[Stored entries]
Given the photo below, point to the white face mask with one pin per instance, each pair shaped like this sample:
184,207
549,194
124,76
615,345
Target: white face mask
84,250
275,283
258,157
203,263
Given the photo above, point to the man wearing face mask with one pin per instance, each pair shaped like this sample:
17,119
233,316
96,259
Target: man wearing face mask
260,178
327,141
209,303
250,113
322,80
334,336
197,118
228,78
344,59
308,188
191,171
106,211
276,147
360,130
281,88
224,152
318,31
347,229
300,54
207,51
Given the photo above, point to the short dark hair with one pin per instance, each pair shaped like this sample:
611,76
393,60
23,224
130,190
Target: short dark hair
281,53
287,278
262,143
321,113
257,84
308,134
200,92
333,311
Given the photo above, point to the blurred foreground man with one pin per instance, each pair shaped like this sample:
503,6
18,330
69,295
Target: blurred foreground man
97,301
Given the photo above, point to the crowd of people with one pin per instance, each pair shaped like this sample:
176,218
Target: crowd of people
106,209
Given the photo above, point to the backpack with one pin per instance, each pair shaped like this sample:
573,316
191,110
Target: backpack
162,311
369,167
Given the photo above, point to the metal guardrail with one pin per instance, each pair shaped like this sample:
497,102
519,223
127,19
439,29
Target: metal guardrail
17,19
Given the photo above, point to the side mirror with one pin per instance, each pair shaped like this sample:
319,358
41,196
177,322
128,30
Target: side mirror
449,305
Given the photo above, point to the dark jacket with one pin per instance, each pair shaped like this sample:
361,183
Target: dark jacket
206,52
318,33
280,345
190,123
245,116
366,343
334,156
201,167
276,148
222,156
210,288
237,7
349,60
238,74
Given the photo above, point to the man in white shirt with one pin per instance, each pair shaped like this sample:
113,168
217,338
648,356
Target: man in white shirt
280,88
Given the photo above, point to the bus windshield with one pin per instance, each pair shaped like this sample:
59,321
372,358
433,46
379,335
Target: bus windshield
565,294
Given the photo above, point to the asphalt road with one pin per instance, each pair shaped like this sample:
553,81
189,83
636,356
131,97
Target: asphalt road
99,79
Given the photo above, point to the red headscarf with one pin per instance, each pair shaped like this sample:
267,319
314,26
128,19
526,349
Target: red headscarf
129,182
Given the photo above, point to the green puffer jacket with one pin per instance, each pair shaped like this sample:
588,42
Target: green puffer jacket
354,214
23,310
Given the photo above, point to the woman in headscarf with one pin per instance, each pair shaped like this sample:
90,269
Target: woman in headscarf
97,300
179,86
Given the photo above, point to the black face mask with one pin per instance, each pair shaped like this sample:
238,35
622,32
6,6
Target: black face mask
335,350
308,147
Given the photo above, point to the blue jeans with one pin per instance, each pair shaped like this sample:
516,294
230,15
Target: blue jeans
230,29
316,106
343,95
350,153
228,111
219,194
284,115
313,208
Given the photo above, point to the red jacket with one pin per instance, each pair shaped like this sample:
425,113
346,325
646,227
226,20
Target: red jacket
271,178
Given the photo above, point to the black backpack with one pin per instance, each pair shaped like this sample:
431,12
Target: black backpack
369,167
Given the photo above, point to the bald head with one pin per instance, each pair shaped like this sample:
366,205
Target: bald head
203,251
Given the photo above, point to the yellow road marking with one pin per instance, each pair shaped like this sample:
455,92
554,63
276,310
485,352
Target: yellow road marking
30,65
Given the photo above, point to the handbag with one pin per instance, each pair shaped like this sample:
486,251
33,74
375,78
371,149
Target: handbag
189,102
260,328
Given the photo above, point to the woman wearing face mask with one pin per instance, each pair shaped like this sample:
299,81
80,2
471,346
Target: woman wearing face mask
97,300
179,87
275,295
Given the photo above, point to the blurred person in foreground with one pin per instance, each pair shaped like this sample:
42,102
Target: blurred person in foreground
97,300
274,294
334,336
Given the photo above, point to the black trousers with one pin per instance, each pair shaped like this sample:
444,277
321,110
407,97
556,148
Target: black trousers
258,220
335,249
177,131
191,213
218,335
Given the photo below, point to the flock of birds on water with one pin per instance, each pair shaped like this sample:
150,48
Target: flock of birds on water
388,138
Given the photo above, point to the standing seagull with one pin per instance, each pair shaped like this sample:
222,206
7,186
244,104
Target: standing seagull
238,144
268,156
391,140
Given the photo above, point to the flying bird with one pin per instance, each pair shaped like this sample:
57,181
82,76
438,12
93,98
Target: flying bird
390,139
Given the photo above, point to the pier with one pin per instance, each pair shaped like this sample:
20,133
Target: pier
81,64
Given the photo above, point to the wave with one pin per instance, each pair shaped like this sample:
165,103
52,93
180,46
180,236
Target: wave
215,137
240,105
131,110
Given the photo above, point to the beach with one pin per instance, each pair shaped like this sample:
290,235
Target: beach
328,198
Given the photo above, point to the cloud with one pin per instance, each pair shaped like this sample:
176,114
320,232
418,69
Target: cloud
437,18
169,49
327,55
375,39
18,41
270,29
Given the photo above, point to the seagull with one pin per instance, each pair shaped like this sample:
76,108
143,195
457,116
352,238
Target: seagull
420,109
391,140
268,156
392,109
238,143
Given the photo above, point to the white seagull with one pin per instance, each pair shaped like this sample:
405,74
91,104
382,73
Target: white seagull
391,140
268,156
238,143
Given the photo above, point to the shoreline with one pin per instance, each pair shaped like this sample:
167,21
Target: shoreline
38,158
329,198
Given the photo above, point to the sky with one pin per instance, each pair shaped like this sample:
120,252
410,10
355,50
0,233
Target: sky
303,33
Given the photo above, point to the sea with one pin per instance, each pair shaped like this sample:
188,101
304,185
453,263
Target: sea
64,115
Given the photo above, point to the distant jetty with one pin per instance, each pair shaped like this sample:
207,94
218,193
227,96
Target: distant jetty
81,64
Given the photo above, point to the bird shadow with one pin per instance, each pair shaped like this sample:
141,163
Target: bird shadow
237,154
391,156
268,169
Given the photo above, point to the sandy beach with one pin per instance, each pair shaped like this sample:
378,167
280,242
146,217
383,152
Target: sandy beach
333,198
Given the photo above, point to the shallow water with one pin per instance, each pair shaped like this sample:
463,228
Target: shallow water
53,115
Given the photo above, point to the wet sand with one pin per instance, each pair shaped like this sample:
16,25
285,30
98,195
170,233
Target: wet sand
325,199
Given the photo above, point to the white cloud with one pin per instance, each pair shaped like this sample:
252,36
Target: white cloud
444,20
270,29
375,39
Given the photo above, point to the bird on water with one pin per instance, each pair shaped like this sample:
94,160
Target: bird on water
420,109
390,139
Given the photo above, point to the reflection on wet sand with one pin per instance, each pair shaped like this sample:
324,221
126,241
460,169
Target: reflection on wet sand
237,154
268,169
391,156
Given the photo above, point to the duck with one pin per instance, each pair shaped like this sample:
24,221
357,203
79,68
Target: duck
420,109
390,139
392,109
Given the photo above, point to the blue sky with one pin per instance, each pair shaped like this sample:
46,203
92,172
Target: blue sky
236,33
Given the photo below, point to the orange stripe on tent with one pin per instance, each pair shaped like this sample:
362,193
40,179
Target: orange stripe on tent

__Short problem__. Could you reproduce, word for word, every line of the records from the one containing "Given the photo above, point to the blue sky" through the final line, including both of those lines?

__Written response__.
Given the photo above, point to the blue sky with one pin per instance, each pair shaped like this sample:
46,203
92,172
Target: blue sky
236,33
Given the photo below, point to the orange stripe on tent with one pin per instance, each pair shaped like this sample:
362,193
40,179
Target: orange stripe on tent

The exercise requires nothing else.